- [What needs to be done]
From the rows below, output as a JSON list of strings every line from the one containing "Would you be able to mark the mirror" through the final line of the rows, inclusive, with one string per line and any blank lines left out.

※ ※ ※

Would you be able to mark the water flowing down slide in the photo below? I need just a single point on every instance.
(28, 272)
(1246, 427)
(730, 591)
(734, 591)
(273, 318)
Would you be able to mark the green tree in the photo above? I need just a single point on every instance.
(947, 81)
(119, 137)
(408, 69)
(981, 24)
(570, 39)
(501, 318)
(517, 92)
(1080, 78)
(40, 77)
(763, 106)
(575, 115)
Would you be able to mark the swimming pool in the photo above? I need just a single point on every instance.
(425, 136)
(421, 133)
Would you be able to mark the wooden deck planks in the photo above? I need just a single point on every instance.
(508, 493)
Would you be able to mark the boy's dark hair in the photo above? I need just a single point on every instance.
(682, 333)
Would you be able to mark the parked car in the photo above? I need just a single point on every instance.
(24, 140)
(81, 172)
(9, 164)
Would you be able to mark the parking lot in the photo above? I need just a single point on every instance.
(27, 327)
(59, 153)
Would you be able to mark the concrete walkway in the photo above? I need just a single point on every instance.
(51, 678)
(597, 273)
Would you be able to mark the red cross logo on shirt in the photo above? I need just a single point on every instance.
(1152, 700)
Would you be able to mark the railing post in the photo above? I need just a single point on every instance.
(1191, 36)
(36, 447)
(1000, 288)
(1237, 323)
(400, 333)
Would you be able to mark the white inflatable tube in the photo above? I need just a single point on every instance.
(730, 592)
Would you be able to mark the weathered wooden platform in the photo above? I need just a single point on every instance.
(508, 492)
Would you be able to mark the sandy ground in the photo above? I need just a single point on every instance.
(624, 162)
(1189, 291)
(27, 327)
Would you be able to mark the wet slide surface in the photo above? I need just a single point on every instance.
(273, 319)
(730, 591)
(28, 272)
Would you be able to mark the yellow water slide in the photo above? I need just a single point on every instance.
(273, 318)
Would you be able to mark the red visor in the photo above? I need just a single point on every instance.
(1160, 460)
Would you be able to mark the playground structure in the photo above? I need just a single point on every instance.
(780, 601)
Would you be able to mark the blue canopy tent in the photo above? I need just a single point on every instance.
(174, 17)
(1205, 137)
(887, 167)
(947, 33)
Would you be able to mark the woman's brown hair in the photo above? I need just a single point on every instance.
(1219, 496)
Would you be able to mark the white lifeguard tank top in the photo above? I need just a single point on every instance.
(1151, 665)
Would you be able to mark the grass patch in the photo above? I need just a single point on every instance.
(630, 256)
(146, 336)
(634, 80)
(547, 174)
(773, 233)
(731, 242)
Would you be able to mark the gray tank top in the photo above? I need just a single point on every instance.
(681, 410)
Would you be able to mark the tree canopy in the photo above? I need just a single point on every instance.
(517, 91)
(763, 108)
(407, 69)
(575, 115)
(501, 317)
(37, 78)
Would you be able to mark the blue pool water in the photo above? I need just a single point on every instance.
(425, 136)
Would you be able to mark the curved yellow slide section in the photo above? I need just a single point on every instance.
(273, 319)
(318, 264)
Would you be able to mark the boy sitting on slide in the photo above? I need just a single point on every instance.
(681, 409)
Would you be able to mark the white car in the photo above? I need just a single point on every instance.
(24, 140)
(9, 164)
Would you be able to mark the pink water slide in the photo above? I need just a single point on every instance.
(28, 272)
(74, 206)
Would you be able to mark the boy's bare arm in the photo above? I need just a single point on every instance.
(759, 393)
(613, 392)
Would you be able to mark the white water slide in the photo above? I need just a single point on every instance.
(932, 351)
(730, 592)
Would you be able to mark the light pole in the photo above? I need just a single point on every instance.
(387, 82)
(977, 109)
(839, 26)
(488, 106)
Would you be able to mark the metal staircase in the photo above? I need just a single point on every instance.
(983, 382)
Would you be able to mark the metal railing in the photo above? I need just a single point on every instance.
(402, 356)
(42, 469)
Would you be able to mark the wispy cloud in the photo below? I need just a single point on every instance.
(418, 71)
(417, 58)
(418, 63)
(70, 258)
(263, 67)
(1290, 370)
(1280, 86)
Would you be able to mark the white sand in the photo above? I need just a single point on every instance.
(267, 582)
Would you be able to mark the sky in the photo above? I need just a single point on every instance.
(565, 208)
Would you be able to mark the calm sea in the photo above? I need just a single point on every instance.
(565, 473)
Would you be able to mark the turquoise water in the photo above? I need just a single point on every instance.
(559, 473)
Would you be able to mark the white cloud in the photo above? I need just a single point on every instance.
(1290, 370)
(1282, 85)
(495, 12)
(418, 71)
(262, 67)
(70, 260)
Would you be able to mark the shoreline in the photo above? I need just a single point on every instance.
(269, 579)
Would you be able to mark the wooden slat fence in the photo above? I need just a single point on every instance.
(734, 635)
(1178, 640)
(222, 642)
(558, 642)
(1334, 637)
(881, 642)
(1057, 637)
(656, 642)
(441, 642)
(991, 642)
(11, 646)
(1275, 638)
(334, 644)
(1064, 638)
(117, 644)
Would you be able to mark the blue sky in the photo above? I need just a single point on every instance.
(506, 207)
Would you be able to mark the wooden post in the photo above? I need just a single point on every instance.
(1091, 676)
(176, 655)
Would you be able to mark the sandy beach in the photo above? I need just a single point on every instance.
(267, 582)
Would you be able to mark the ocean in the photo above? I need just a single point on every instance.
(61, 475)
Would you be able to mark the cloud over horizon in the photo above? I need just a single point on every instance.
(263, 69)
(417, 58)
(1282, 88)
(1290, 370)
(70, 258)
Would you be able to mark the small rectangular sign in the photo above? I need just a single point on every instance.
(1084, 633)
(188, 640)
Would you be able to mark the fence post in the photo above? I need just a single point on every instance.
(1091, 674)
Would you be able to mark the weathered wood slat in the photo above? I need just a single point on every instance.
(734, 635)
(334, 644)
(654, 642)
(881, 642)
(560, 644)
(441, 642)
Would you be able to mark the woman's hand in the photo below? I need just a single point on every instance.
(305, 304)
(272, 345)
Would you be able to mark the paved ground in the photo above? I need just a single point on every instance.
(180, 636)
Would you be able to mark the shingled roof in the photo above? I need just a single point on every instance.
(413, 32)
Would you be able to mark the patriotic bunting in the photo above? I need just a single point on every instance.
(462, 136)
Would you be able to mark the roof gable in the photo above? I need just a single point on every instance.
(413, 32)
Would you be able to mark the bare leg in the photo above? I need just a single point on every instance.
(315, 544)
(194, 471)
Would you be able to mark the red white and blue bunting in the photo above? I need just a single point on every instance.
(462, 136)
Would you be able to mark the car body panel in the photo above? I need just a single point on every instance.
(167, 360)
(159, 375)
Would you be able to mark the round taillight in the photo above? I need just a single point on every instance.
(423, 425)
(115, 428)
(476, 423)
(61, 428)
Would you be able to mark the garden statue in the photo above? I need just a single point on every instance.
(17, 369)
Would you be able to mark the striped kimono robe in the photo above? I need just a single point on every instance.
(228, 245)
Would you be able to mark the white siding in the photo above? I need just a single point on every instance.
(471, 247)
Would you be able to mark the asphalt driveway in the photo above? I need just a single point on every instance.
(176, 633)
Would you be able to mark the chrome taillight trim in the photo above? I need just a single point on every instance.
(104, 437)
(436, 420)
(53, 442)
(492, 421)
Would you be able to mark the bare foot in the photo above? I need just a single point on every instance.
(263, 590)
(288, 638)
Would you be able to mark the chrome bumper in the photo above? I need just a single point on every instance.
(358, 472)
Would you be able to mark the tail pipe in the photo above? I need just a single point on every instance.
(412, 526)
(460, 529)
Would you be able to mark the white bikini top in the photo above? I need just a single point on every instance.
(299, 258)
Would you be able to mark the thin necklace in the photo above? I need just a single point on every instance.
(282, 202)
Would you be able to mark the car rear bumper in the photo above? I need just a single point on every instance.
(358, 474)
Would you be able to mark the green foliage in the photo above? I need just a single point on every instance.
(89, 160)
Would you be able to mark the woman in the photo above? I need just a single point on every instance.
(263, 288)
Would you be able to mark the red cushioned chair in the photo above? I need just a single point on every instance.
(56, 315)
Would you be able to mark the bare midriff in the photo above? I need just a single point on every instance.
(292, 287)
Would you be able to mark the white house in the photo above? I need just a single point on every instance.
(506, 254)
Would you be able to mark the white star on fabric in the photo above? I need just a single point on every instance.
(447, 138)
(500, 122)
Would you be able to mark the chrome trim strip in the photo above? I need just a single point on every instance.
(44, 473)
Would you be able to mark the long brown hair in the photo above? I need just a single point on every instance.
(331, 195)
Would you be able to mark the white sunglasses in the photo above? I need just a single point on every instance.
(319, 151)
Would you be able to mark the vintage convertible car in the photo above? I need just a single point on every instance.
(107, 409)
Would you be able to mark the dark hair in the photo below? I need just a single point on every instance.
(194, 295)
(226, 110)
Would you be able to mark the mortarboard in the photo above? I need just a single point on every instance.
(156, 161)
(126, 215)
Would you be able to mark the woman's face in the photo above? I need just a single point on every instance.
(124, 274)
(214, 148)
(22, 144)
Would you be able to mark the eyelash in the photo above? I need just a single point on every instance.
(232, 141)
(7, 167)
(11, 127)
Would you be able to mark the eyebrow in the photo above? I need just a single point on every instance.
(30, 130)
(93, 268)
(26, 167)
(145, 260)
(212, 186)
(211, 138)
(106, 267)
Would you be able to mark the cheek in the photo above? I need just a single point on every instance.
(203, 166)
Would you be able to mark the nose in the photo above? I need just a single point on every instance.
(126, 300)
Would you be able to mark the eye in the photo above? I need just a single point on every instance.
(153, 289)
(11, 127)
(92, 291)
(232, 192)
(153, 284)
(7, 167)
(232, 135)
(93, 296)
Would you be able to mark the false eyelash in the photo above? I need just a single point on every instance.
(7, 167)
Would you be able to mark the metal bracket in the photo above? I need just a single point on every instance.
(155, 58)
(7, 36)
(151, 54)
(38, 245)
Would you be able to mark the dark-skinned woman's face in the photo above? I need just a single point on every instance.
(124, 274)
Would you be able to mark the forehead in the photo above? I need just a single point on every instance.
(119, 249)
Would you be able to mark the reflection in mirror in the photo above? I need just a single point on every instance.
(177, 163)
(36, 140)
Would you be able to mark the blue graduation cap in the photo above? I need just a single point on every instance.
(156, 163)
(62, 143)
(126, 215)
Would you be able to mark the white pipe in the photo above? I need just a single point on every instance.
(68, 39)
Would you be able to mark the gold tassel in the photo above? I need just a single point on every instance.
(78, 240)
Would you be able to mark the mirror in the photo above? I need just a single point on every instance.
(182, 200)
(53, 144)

※ ※ ※

- [Correct answer]
[
  "Would you be able to mark the mirror in the photo above? I need just a single point on every instance.",
  "(182, 200)",
  "(53, 144)"
]